Task requirements:
Retype the data below line for line, with no changes.
----- Source data
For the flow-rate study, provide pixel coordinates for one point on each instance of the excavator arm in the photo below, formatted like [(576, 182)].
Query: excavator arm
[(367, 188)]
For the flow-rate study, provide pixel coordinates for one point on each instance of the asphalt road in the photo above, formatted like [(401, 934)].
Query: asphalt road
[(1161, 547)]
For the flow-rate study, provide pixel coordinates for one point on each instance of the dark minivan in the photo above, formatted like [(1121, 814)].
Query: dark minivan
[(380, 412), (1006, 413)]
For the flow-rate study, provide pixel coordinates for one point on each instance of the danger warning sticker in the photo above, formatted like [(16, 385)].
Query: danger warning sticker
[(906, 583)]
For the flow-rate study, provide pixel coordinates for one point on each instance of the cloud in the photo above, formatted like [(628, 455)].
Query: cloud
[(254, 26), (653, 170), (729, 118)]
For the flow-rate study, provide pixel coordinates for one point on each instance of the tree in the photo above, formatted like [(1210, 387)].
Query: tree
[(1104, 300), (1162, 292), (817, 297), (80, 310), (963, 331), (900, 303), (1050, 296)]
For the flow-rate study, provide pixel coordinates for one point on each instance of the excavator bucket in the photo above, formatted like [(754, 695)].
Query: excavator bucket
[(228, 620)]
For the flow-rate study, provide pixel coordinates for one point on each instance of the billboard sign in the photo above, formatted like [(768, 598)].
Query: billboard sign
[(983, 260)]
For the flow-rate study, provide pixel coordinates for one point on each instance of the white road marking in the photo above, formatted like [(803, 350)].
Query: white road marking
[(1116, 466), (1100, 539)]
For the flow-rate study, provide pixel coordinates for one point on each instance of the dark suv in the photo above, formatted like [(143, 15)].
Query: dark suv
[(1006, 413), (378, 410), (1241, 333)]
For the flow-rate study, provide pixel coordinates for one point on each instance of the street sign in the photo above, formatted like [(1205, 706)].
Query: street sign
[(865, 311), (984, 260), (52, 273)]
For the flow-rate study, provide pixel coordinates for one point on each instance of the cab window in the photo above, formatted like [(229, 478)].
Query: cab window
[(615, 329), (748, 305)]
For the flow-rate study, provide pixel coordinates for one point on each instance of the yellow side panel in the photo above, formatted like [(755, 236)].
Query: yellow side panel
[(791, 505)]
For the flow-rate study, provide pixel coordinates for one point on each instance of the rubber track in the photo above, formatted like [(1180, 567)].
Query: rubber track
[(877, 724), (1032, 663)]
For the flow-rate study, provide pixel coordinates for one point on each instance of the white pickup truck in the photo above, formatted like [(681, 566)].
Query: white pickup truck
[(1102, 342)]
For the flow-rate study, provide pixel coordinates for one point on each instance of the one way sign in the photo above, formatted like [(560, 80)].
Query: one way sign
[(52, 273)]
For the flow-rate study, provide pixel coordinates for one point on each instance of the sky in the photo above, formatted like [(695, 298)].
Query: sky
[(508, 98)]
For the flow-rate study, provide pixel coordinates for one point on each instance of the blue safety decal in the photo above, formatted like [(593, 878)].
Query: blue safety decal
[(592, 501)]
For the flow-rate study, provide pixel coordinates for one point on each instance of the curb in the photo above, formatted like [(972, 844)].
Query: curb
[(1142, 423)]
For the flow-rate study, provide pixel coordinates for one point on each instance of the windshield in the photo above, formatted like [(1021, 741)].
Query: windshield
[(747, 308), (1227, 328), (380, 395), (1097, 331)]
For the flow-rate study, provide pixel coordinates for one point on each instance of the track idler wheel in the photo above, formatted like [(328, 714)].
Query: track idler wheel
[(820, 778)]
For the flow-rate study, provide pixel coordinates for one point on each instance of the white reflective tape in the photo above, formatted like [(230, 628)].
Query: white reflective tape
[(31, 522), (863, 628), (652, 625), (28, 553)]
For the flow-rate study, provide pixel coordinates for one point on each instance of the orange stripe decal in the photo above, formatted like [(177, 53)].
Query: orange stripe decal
----------
Written response:
For the flow-rate study, provide pixel coordinates for one point on each instance of the excavator arm in the photo below, formatted like [(576, 182)].
Query: excavator arm
[(367, 188)]
For the flow-rate study, provide pixel coordinates for one point on each instance of the asphalt road in the photo above, formatted like [(401, 934)].
Query: asphalt road
[(1161, 547)]
For the flow-rate study, provide pixel coordinates for one point on each instance of the dark minivan in the photo above, formatted like [(1121, 814)].
Query: dark minivan
[(380, 412), (1006, 413)]
For the flow-rate study, provide pixel coordinates for one point on each instance of the danger warning sticker in the photo above, formatted like [(16, 385)].
Query: danger warning sticker
[(906, 583)]
For the flow-rate study, provide pixel coordinates for one point on each instance of the cloud in the photo above, formatted like [(628, 455)].
Query: cloud
[(254, 26), (653, 170), (729, 118)]
For the flow-rate study, provide pixel coordinates for one point on each instance of the tree in the photo above, formatted like [(1210, 387)].
Query: tree
[(1104, 300), (1162, 292), (817, 297), (80, 310), (963, 331), (900, 303), (1050, 296)]
For the flow-rate study, provide pixel coordinates for one point on each instance of the excavator bucket in the photo above, formatted like [(754, 695)].
Query: excavator bucket
[(228, 620)]
For the flow-rate study, provide pixel coordinates for one point on each instance of the billboard sign in the photo above, formatted like [(768, 598)].
Query: billboard sign
[(983, 260)]
For the flow-rate study, provide pixel coordinates for one point on each instance of the white road marking in the photo above, formatted like [(803, 350)].
Query: white road marking
[(1116, 466), (1100, 539)]
For the flow-rate study, provide pixel coordinates for one point on each instance of the dark suv in the photo above, formatted like [(143, 15)].
Query: dark suv
[(1006, 413), (378, 410), (1241, 333)]
For the flow-rate study, provide pixel coordinates for one point on each instance of the street sign in the photo above, formatted like [(1205, 706)].
Query: street sign
[(865, 311), (984, 260), (52, 273)]
For the flow-rate study, provide pixel coordinates for one point on each instance of the cab window in the photo above, formatted like [(229, 478)].
Query: cab window
[(615, 329), (748, 305)]
For the flow-rate study, provide pixel coordinates for one point on each instance of the yellow side panel in the photo above, formatted like [(755, 236)].
Query: yellow side panel
[(791, 505)]
For the flow-rate study, provide pixel coordinates for one point on each instance of the rubber track in the photo above, formatted like [(1180, 567)].
Query: rubber track
[(877, 724), (1032, 663)]
For the flow-rate study, provide pixel coordinates for one point on each instance of the white pickup truck in the photo above, formatted like [(681, 566)].
Query: white pickup truck
[(1102, 342)]
For the flow-rate study, provide pixel coordinates for one point on each instance of the one way sign in the photo above, formatted like [(560, 80)].
Query: one way sign
[(52, 273)]
For the flow-rate study, provide pixel coordinates for one point on each instance of the sky in the photo above, formatted like [(695, 298)].
Query: sky
[(508, 98)]
For the flow-rate study, provide pixel coordinates for one point on each instance of the blue safety decal in the photo above, formatted like [(593, 878)].
Query: blue safety decal
[(592, 501)]
For the flow-rate study, provide pixel coordinates for one point on each instance of the curb in the photo above, formatted like [(972, 844)].
Query: curb
[(1142, 423)]
For the flow-rate study, provide pixel coordinates for one point on each instance of the windshield in the photo above, formatted like [(1021, 741)].
Query: windshield
[(747, 308), (1227, 328), (380, 395), (1097, 331)]
For the flow-rate study, provide pixel coordinates for one point on each instance of the track idler wheel in the photo above, formatted like [(328, 714)].
Query: track idler wheel
[(820, 778)]
For the flow-rate study, provide pixel coordinates for one point on each instance of the white reflective tape in the photo above, formatted like [(230, 628)].
Query: white reflective tape
[(31, 522), (863, 628), (652, 625), (28, 553)]
For the flow-rate study, provide pixel coordinates for one point on each instance of the orange stripe decal in the photo above, formatted like [(177, 53)].
Query: orange stripe decal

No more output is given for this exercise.